- TASK DIRECTIONS:
Transcribe all the data, leaving each word as it is.

(Point-per-instance localization data)
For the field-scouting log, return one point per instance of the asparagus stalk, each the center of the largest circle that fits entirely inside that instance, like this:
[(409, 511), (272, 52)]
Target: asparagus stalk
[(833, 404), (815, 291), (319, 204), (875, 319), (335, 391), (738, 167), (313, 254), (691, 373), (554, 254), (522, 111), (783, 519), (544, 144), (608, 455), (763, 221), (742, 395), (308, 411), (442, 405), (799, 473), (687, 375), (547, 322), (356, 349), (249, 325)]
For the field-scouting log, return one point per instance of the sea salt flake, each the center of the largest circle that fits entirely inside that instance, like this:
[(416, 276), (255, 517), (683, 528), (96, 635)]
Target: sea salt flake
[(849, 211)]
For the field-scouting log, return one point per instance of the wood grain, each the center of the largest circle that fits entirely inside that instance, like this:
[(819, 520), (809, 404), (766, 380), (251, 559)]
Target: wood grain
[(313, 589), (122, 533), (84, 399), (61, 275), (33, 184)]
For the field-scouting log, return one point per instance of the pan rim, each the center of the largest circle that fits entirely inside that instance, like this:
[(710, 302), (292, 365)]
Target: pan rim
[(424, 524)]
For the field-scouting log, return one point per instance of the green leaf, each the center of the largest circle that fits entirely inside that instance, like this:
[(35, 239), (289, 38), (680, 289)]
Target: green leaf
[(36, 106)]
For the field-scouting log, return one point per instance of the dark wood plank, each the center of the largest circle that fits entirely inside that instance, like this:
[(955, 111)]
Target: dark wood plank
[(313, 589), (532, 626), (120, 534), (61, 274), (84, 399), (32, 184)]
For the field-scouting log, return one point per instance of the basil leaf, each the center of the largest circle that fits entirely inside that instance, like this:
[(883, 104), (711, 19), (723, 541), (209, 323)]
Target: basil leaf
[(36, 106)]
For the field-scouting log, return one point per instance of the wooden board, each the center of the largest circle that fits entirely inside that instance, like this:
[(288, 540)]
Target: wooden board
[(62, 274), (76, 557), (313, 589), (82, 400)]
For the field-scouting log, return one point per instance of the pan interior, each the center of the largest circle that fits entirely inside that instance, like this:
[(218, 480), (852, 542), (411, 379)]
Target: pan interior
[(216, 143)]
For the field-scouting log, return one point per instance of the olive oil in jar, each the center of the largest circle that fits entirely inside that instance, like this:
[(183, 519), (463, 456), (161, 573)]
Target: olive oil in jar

- COMPLETED TASK:
For the field-scouting log, return one point per instance of the asparagus stalk, each the center of the largest circle that fits entirely inside that instance, like this:
[(409, 511), (272, 52)]
Target: asparagus stalk
[(833, 404), (815, 291), (319, 204), (875, 319), (335, 391), (738, 167), (313, 254), (691, 373), (554, 254), (522, 111), (783, 519), (544, 144), (608, 455), (763, 221), (742, 395), (308, 411), (442, 405), (799, 473), (687, 375), (547, 322), (356, 349), (249, 325)]
For the field-scouting log, return one point per instance of the sea salt flake, each the center of the largest circle that fits entirely inside that instance, like this:
[(416, 276), (255, 517), (683, 528), (96, 635)]
Target: sea salt flake
[(849, 211)]
For the field-scouting log, return one point per instance of the wood grain, each the center of the largest circle that fits entirely inside that instance, like this:
[(819, 520), (809, 404), (766, 380), (251, 559)]
Target: wood grain
[(313, 589), (122, 533), (84, 399), (61, 275), (33, 184)]
For the field-scouting log, return one point per instance of the pan rim, each the center of the largest circle that fits entirely inside that instance, like this:
[(710, 302), (292, 365)]
Target: pan rim
[(424, 524)]
For the field-scouting log, return one point per instance of the green leaf, each the center of the largest circle that fits entirely inside that instance, like this:
[(35, 239), (289, 38), (680, 289)]
Target: green leaf
[(36, 106)]
For the field-scouting log, return one point per instance of the dark wood plank, each the center of the largest circle that fits entirely inside that instance, like this:
[(955, 111)]
Target: dark wood plank
[(313, 589), (532, 626), (120, 534), (61, 274), (84, 399), (32, 184)]
For the field-scouting log, return one point per instance of the basil leaf, each the center of the largest circle that fits entirely inside that instance, like this:
[(883, 104), (711, 19), (723, 541), (209, 323)]
Target: basil leaf
[(36, 106)]
For the field-scouting log, return one point per instance of the wooden board, each the center of the largest circle that fits entirely inside that instance, like this:
[(288, 540)]
Target: wooden board
[(62, 274), (76, 557), (313, 589), (82, 400)]
For the field-scouting log, return one point per instance of the pan interior, each the center of the largest circle that fits entirely inside that instance, like this:
[(218, 480), (852, 542), (411, 379)]
Target: pan interior
[(216, 143)]
For the field-scouting log, return one point per instance of the olive oil in jar, each the center of the largest circle that fits entirely inside that instance, like this:
[(183, 519), (463, 456), (161, 573)]
Target: olive oil in jar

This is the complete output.